Given request 1:
Reproduce the Wordle popularity excerpt below in full, word for word.

Source passage:
-- -- --

Results Findings & Conclusion¶

Question 1: How has Wordle's popularity changed since it was first released to the public?¶

Google Trends¶

To analyse the popularity of things, Google Trends can be used. Google Trends data can be used to gauge the popularity of a keyword online by measuring the web search volume of the keyword. By acquiring the search volume of 'Wordle' over time, it can used as a useful estimate of how popular the game is.

In [88]:
df_pop = pd.DataFrame({
    'tweets':sm.nonparametric.lowess(twt_counts, twt_counts.index, frac=0.06)[:,1],
    'search':sm.nonparametric.lowess(trends['Wordle'], trends.index, frac=0.1)[:,1]
})
In [89]:
fig = px.line(
    x=index,
    y=df_pop['search'] / df_pop['search'].max() * 100,
    title='LOWESS fit of the relative search volume for Wordle over time'
)
fig.update_layout(
    hovermode='x unified'
)
fig.update_traces(hovertemplate='%{y:.2f}%')
fig.update_yaxes(
    title='Relative volume (%)',
    fixedrange=False
)

-- -- --

Excerpts of labeled region records:
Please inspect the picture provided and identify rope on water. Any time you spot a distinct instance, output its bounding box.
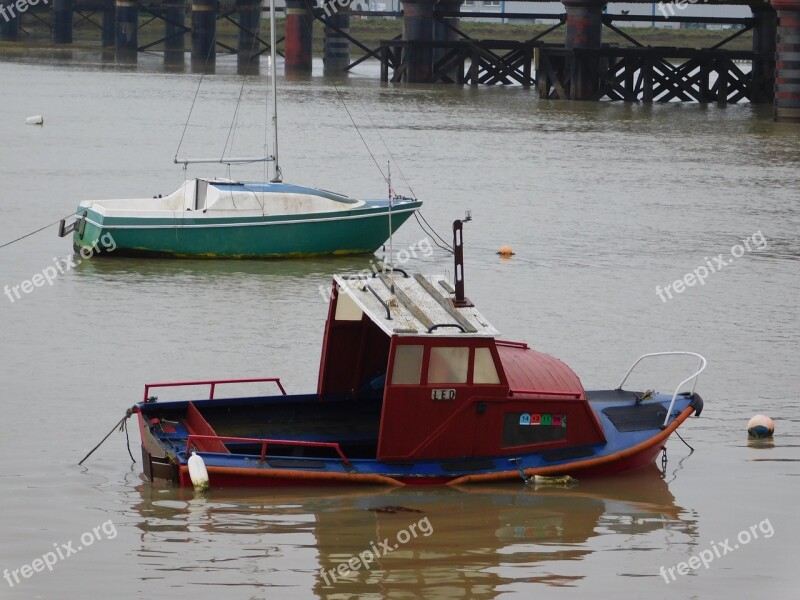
[0,213,75,248]
[78,407,136,466]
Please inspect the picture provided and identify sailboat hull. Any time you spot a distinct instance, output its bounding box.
[73,201,422,259]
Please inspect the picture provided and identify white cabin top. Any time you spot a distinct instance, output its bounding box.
[333,270,499,337]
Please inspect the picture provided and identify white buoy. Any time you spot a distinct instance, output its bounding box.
[747,415,775,438]
[189,452,210,492]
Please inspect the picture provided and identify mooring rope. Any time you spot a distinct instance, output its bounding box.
[78,407,136,466]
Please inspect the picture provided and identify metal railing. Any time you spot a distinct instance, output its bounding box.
[617,350,707,427]
[143,377,286,402]
[186,434,350,465]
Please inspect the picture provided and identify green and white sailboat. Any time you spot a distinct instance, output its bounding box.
[59,2,422,258]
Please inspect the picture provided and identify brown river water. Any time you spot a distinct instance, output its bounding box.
[0,51,800,600]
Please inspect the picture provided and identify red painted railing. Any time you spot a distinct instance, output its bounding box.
[144,377,286,402]
[508,390,581,398]
[186,435,350,465]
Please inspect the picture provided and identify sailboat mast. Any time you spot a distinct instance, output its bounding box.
[269,0,283,183]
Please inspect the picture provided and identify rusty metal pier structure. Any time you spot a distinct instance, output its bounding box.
[0,0,800,122]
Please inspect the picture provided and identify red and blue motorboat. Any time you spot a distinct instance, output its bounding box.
[135,221,706,487]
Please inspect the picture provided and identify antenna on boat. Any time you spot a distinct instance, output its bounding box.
[384,160,394,294]
[453,210,475,308]
[269,0,283,183]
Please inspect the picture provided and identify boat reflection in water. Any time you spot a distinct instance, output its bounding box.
[130,467,697,599]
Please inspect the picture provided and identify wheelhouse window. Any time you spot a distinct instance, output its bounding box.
[428,346,469,383]
[472,348,500,383]
[392,344,425,385]
[334,293,364,321]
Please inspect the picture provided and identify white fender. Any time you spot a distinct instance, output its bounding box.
[189,452,210,492]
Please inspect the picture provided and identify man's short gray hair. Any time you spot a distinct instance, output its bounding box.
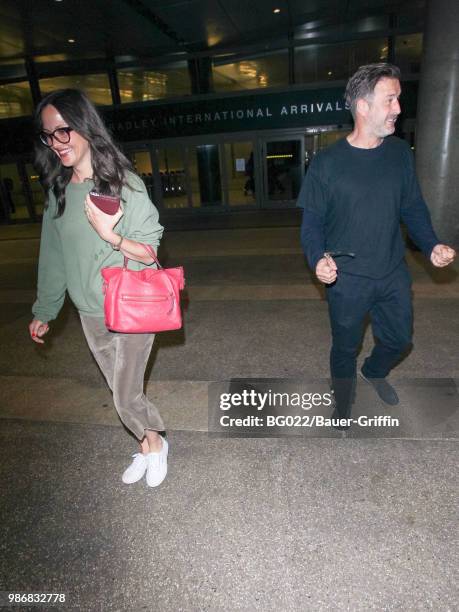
[344,62,401,119]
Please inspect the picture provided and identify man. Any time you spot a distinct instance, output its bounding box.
[298,63,455,429]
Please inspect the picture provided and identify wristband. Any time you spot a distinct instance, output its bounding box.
[112,236,124,251]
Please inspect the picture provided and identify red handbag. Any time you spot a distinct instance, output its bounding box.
[101,244,185,334]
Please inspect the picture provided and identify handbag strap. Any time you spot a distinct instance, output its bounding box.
[124,242,163,270]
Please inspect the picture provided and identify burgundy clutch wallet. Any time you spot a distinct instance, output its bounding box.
[89,191,120,215]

-- -- --

Given request 2:
Transcribe the stretch of the records from the line containing "Please inspect the picture provided and identify red painted" through the line containing "[101,244,185,334]", including both of those lines. Leave the pictures out.

Result 1:
Results Findings & Conclusion¶

Question 1: How has Wordle's popularity changed since it was first released to the public?¶

Google Trends¶

To analyse the popularity of things, Google Trends can be used. Google Trends data can be used to gauge the popularity of a keyword online by measuring the web search volume of the keyword. By acquiring the search volume of 'Wordle' over time, it can used as a useful estimate of how popular the game is.

In [88]:
df_pop = pd.DataFrame({
    'tweets':sm.nonparametric.lowess(twt_counts, twt_counts.index, frac=0.06)[:,1],
    'search':sm.nonparametric.lowess(trends['Wordle'], trends.index, frac=0.1)[:,1]
})
In [89]:
fig = px.line(
    x=index,
    y=df_pop['search'] / df_pop['search'].max() * 100,
    title='LOWESS fit of the relative search volume for Wordle over time'
)
fig.update_layout(
    hovermode='x unified'
)
fig.update_traces(hovertemplate='%{y:.2f}%')
fig.update_yaxes(
    title='Relative volume (%)',
    fixedrange=False
)

Result 2:
Please inspect the picture provided and identify red painted railing. Any time you spot a distinct instance, output its bounding box.
[144,377,286,402]
[508,390,581,398]
[186,435,350,465]
Please inspect the picture provided and identify sailboat mast. Any time you spot a distinct instance, output its bounding box.
[269,0,283,183]
Please inspect the picture provided and identify rusty metal pier structure. Any time you spot a distinct instance, output its bounding box.
[0,0,800,122]
Please inspect the picture provided and identify red and blue motorboat. Any time you spot a distinct instance, output its bounding box.
[135,221,706,487]
Please inspect the picture provided and identify antenna on boat. Any time you spot a distinct instance, output its bounding box.
[384,160,394,294]
[453,210,475,308]
[269,0,283,183]
Please inspect the picture provided and identify boat reflection in water. Any time you spot a distinct instance, output its bounding box.
[130,467,697,599]
Please inspect the picture provided and identify wheelhouse window. Any time you spot a distinct instance, output its bounding box.
[428,346,469,383]
[472,348,500,383]
[392,344,425,385]
[334,293,364,321]
Please inspect the picture provided and identify white fender. Any time you spot a distinct instance, output its bounding box.
[189,452,210,492]
Please inspect the picture provided and identify man's short gray hair. Any time you spot a distinct instance, output its bounding box.
[344,62,401,119]
Please inspect the picture provided and identify man. Any time you spot a distinct instance, output its bounding box.
[298,63,455,429]
Please inspect the picture provided and identify wristband. Any time you spot a distinct instance, output its bounding box.
[112,236,124,251]
Please inspect the picture provided and identify red handbag. Any time you spot a distinct instance, output its bounding box.
[101,244,185,334]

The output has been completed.